• Text shown
+ + + +

4. SELECT SOURCE AND DESTINATION
   ──────────────────────────────

   For chunk 0x1a2b:

   Existing replicas: [cs-5, cs-23]

   Select source: cs-5 (lowest load)

   Select destination:
   • Filter: Not in same rack as cs-5 or cs-23
   • Prefer: Low disk usage, low load
   • Result: cs-31 (in rack-3)

5. ISSUE RE-REPLICATION
   ────────────────────

   Master → cs-31:
     "Copy chunk 0x1a2b from cs-5, version 1"

   cs-31 → cs-5:
     "Send me chunk 0x1a2b"

   cs-5 → cs-31:
     [chunk data, 64MB]

   cs-31:
     • Writes to local disk
     • Verifies checksums
     • ACKs to master

6. UPDATE METADATA
   ───────────────

   Master updates chunk 0x1a2b:
   Locations: [cs-5, cs-23, cs-31]

   Chunk now has 3 replicas again ✓


RATE LIMITING:
─────────────

Master limits re-replication rate:
• Max concurrent re-replications: 50-100
• Avoids overwhelming network
• Background process, not urgent
• Gradually restores replication

Garbage Collection

GFS uses lazy garbage collection instead of immediate deletion.

Why Lazy Deletion?

Benefits

Advantages of Lazy GC:
  • Simple implementation
  • Batched operations
  • No complex distributed deletion
  • Can recover from accidental deletes
  • Spreads I/O load over time
  • Handles failures gracefully

Trade-offs

Considerations:
  • Storage not freed immediately
  • May need manual cleanup for urgent cases
  • Requires background process
  • Deleted files visible briefly
  • Not suitable for quota systems

Garbage Collection Process

FILE DELETION WORKFLOW
─────────────────────

1. CLIENT DELETES FILE
   ──────────────────

   Client: "Delete /data/old/file1"

   Master:
   ┌──────────────────────────────────┐
   │ a) Rename file to hidden name:  │
   │    /data/old/file1               │
   │    →                             │
   │    /.trash/file1.deleted.T12345  │
   │                                  │
   │ b) Add deletion timestamp        │
   │                                  │
   │ c) Log operation                 │
   │                                  │
   │ d) Return success                │
   └──────────────────────────────────┘

   File still exists, just renamed!

+ + + +

• Provided data
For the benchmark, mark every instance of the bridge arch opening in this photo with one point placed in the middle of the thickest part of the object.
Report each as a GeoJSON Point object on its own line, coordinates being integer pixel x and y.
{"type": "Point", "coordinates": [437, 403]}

+ + + +

• Exercises
1 - In the GFS text, which chunkserver is selected as the destination for chunk 0x1a2b?
2 - Continue the GFS text from where it stops.

• Outputs by task
1 - cs-31, in rack-3.

2 -
   Client can immediately:
   • Delete again (no-op)
   • Undelete (rename back)

2. GRACE PERIOD
   ───────────

   Hidden file stays for N days (configurable, e.g., 3 days)

   During this time:
   • File not visible to normal operations
   • Chunks still exist
   • Can be recovered if needed
   • Storage not freed

   After 3 days:
   → Master's background GC removes it

3. BACKGROUND SCAN (Master)
   ───────────────────────

   Periodic scan (e.g., every few hours):

   for each file in /.trash/:
       if (current_time - deletion_time) > grace_period:
           # Permanently delete
           chunk_handles = file.get_chunks()
           for chunk in chunk_handles:
               remove_from_namespace(chunk)
           delete_namespace_entry(file)

   No rush, happens eventually

4. CHUNK REMOVAL
   ─────────────

   Deleted chunks marked in master memory:
   "Chunk 0x1a2b: DELETED"

   Not immediately removed from chunkservers
   → Next step handles this

Master Fault Tolerance

The master is replicated to ensure system availability:

Replication Strategy

MASTER REPLICATION
─────────────────

Primary Master:
┌──────────────────────────────────────┐
│ • Handles all operations             │
│ • In-memory metadata                 │
│ • Operation log (on disk)            │
└──────────────────────────────────────┘

           │ Replicates to:


┌──────────────────────────────────────┐
│ Shadow Masters (multiple)            │
│ • Read-only replicas                 │
│ • Lag slightly behind primary        │
│ • Can serve reads                    │
│ • Quick promotion on failure         │
└──────────────────────────────────────┘

           │ Operation log also on:


┌──────────────────────────────────────┐
│ Remote Disks (multiple)              │
│ • Different failure domains          │
│ • Different datacenters              │
│ • Disaster recovery                  │
└──────────────────────────────────────┘


OPERATION LOG REPLICATION:
─────────────────────────

Every metadata mutation:

1. Primary logs operation
2. Replicates to shadow masters
3. Replicates to remote disks
4. Waits for ACKs from ALL
5. Then applies to memory
6. Then returns success to client

Guarantee: If client sees success, operation is durable


SHADOW MASTER OPERATION:
───────────────────────

Shadow continuously:
• Reads operation log from primary
• Replays operations locally
• Builds same in-memory state
• Lags by ~seconds

Can serve:
• Read-only operations
• Metadata queries
• File listings

Cannot serve:
• Writes (redirects to primary)
• Lease grants
• Chunk creation


FAILOVER:
────────

Primary master fails:
1. Monitoring detects failure (<10 sec)
2. External system promotes shadow
3. Shadow becomes primary
4. Updates DNS/configuration
5. Clients redirect to new primary

Downtime: ~1 minute (conservative)

Data loss: None (operation log replicated)

Fast Recovery

1

Checkpoint Loading

Master starts (after crash or planned restart)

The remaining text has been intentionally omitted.